ЗАДАНИЯ:
1. Выведите фрагмент исходного текста полностью: всё от «Некоторый комплекс национальной» и вниз до «а наш подковал!».
2. Кто, согласно исходному тексту, подковал блоху?

ИСХОДНЫЙ ТЕКСТ:
————————
Некоторый комплекс национальной неполноценности.

13. Это забавно сказывается в раздувании мастеровых умений и смекалок. Левша блоху подковал, в общем. Англичане сделали — а наш подковал!

Немец или американец зовет мастера для ремонта — а русский покумекает и из подручных проволочек все сладит. Вот только — аппарат немецкий, инструкция немецкая, конвейер немецкий — а наш выкручивается без ремонтников, он самый умелый.

Когда жестоко следят за выполнением задачи без лимита средств — летают классные ракеты, самолеты, танки ездят на страх врагу. Когда покупают чужую линию сборки автомобилей — принимай дерьмо, Родина!

Да! Да! Под КГБ, под палкой и страхом, за спецпаек в полицейском государстве — все может! И ракету, и бомбу, и спутник! А просто на заводе, просто за зарплату и премию — ни хрена хорошего не выходит. Ну?!

За границей, в их системе и коллективе — любого класса наши специалисты лавры срывают. Промеж себя дома — господи, «но все, что вы делаете руками — это ужасно!».
————————
СПИСОК ЗАПИСЕЙ:
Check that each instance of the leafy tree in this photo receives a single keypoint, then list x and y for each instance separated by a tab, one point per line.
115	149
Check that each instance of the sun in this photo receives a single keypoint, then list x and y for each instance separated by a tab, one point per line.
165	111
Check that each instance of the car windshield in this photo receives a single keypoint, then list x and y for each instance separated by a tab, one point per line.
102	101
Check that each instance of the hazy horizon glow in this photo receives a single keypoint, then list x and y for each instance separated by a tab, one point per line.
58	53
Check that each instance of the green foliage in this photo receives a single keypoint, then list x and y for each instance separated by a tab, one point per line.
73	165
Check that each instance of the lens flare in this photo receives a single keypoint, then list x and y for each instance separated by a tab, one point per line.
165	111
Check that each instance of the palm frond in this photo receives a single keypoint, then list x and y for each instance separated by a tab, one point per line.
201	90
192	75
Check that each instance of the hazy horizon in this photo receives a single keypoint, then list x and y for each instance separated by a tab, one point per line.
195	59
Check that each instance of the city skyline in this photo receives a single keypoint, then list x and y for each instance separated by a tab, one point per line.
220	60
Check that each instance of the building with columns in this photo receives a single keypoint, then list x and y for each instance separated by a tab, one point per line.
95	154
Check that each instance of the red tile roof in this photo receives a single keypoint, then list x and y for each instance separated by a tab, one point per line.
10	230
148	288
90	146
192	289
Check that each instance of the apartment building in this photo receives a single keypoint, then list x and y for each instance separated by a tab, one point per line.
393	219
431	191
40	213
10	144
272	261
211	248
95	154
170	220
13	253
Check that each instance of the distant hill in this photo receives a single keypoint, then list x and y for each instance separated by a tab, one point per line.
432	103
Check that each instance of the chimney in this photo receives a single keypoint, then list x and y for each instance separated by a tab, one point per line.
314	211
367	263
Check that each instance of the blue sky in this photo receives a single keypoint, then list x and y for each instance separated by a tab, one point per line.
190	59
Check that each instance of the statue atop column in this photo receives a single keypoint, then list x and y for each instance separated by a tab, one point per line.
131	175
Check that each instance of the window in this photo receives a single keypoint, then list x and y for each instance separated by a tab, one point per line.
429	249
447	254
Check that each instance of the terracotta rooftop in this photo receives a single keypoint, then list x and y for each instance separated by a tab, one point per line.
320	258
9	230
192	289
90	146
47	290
————————
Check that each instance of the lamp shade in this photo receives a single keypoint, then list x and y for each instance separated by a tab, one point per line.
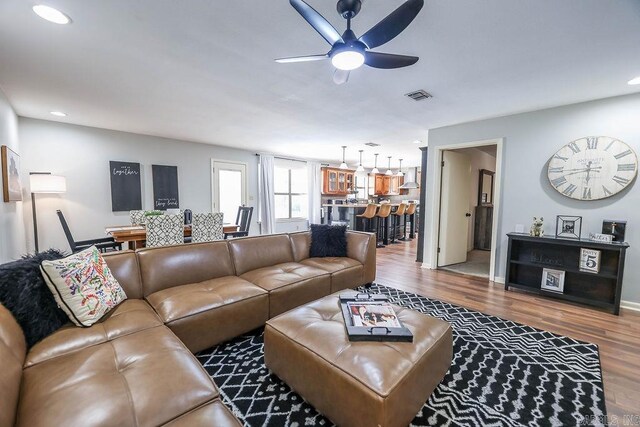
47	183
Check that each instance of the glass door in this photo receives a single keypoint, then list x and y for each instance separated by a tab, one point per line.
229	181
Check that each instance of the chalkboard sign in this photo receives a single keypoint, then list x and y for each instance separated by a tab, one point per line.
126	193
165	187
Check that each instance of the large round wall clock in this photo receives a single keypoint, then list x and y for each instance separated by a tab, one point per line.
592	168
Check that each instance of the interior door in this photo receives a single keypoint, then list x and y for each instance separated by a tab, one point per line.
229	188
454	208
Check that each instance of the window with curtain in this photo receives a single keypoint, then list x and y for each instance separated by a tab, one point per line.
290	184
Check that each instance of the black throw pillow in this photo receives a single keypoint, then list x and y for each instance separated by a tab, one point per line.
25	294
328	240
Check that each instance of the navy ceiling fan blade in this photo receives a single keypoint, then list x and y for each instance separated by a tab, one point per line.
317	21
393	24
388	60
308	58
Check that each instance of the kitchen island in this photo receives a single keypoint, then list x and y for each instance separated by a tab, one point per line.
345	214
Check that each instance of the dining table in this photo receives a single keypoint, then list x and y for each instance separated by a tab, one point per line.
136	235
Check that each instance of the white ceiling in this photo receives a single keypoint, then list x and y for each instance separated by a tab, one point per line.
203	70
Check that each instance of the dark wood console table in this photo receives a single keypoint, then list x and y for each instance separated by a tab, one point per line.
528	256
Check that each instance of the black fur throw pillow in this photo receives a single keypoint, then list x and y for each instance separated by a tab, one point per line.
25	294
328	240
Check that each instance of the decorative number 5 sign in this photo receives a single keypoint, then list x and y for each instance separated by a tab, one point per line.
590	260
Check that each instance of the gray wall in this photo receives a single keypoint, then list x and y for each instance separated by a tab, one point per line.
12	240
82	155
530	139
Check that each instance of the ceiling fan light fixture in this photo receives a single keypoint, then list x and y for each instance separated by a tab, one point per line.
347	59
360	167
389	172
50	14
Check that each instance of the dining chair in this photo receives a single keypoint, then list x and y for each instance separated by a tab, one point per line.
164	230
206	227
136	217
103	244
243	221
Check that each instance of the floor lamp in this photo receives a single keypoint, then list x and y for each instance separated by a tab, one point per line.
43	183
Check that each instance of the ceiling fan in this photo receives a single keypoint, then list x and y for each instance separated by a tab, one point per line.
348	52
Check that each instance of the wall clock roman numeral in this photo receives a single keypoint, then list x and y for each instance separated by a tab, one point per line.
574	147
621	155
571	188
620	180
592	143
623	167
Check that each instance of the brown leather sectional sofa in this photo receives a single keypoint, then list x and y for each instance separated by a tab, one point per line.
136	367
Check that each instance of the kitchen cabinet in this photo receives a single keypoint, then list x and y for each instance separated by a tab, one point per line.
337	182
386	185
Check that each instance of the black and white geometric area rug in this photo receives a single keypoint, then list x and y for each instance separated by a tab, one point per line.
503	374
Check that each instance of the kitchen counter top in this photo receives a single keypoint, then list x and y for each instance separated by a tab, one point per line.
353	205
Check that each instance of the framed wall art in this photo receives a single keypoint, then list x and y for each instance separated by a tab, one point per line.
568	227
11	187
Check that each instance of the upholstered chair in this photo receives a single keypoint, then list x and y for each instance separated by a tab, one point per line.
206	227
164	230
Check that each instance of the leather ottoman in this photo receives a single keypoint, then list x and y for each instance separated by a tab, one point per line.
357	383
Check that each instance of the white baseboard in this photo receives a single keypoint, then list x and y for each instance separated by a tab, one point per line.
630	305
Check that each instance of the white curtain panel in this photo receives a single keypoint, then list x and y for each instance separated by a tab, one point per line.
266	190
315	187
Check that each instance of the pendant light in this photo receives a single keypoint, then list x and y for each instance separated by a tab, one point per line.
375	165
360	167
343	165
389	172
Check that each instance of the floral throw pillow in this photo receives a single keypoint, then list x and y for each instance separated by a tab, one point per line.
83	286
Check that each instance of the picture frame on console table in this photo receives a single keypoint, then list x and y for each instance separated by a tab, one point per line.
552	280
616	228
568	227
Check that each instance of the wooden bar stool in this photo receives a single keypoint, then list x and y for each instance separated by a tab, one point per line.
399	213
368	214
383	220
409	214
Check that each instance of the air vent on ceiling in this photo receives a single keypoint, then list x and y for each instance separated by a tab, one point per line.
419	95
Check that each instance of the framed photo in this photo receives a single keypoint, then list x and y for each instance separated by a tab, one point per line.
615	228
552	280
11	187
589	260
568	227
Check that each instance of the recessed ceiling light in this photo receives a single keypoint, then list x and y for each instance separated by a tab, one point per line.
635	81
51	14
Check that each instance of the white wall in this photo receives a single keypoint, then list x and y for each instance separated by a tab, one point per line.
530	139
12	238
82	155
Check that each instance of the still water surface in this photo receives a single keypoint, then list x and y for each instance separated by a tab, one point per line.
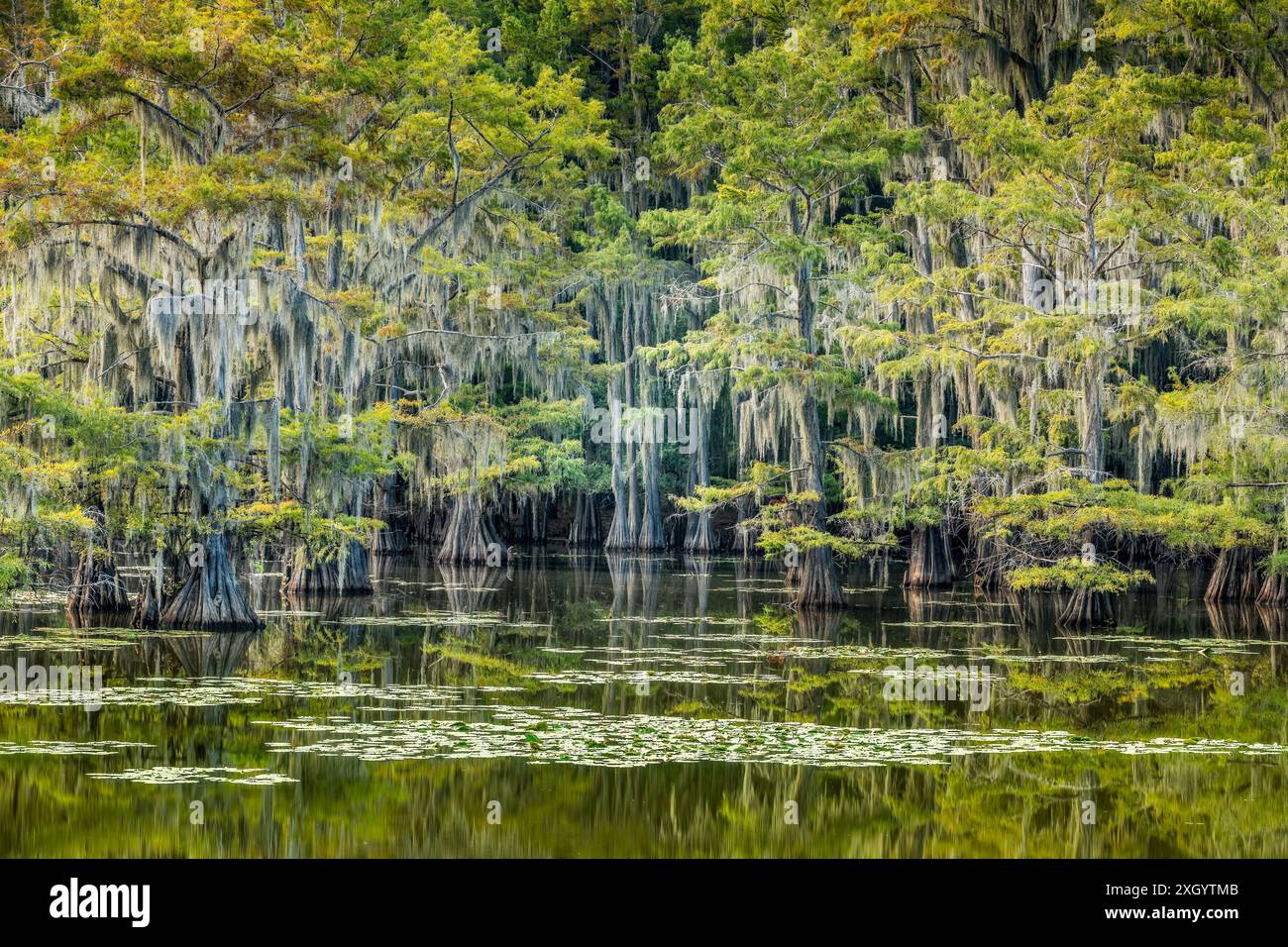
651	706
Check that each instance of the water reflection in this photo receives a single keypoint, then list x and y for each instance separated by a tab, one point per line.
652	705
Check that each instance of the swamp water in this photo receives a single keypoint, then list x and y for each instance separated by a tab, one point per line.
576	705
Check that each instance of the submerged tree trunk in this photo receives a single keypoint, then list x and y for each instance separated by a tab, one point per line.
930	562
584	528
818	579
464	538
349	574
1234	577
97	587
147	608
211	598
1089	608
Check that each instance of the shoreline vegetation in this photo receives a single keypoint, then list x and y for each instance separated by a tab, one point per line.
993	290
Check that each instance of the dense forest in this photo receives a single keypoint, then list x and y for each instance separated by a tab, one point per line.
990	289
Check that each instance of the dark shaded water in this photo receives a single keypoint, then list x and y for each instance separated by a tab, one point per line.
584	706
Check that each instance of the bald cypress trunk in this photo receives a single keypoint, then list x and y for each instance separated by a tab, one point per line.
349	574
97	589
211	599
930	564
————————
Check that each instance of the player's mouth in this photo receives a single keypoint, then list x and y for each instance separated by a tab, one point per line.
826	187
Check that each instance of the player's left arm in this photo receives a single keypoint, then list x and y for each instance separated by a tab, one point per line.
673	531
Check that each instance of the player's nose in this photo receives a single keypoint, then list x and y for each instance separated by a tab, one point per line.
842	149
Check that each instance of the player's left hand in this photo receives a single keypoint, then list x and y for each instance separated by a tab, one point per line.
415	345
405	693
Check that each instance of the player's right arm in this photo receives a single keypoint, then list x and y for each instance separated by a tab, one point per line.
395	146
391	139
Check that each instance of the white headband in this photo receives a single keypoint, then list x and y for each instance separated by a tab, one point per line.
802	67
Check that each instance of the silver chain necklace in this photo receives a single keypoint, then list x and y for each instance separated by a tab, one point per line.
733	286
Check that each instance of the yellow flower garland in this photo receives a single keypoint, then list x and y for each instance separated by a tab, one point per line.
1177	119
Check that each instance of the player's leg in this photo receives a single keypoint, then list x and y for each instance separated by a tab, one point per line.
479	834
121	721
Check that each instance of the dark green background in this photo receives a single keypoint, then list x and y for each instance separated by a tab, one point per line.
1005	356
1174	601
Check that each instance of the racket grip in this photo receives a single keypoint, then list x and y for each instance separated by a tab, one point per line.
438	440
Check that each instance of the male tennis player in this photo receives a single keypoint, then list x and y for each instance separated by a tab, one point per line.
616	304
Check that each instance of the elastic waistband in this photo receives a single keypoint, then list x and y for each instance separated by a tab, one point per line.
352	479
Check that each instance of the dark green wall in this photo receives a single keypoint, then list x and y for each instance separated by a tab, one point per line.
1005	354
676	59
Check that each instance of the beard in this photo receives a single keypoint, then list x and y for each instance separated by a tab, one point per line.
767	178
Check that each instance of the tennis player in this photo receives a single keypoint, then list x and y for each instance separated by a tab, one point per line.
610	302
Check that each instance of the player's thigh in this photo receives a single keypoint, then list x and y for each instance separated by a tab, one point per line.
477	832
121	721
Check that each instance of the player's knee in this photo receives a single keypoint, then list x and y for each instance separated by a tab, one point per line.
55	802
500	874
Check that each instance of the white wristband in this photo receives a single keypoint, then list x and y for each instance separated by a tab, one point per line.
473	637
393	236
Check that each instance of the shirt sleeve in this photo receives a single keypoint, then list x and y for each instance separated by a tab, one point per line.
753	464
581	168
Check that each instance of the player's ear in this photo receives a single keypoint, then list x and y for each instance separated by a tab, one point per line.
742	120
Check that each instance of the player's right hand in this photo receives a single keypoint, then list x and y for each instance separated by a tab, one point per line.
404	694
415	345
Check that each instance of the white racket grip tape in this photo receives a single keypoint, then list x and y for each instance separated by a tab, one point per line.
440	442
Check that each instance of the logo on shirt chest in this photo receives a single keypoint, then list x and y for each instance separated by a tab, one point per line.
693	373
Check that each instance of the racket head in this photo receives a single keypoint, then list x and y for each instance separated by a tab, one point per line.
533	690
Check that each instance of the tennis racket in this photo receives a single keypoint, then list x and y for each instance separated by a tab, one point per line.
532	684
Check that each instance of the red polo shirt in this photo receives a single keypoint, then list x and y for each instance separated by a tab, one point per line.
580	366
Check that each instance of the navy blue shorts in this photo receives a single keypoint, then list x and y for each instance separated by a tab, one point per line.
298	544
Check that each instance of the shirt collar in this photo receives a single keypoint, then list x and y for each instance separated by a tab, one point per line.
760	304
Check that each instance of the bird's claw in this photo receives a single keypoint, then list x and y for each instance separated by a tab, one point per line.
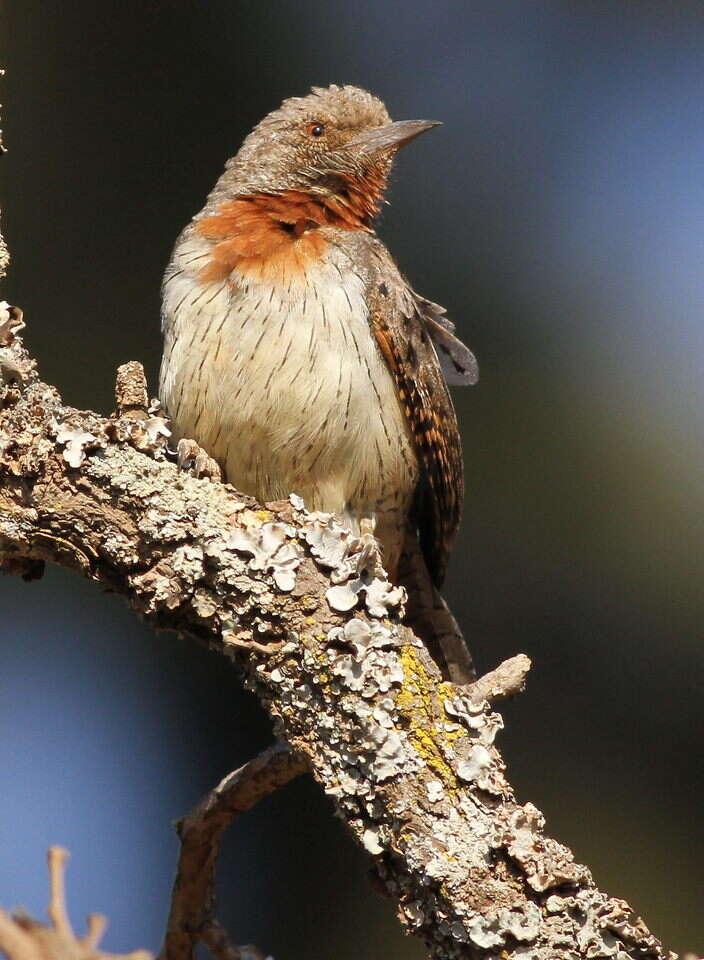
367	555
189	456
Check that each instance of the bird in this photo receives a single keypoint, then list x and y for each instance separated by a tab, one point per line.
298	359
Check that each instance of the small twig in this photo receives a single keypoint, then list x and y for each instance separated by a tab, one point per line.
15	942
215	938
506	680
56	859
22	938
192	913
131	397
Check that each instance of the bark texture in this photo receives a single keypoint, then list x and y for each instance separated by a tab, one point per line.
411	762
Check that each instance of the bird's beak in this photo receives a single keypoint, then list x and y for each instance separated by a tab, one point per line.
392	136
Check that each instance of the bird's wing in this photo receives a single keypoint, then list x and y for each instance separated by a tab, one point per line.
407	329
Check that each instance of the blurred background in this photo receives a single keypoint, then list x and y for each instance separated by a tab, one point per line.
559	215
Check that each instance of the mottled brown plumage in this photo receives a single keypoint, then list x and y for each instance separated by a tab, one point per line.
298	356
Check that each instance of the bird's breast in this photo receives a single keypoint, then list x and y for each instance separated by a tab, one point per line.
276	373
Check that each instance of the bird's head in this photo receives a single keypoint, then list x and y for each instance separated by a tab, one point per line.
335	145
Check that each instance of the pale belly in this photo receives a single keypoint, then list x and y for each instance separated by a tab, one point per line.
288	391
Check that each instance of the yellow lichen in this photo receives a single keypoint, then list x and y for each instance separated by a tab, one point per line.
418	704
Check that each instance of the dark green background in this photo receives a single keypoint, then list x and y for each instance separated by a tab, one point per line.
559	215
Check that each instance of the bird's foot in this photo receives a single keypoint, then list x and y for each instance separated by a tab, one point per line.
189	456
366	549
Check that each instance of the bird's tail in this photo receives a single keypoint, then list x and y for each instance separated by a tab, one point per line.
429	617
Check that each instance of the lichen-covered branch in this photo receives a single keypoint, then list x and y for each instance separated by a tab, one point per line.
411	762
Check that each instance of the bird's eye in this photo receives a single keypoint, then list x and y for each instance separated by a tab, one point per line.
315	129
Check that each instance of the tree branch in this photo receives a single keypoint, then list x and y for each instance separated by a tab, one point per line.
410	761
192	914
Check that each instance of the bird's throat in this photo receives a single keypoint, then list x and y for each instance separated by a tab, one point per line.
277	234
————————
ОТВЕТЫ ПО ЗАДАНИЯМ:
1.
Некоторый комплекс национальной неполноценности.

13. Это забавно сказывается в раздувании мастеровых умений и смекалок. Левша блоху подковал, в общем. Англичане сделали — а наш подковал!

2. Левша.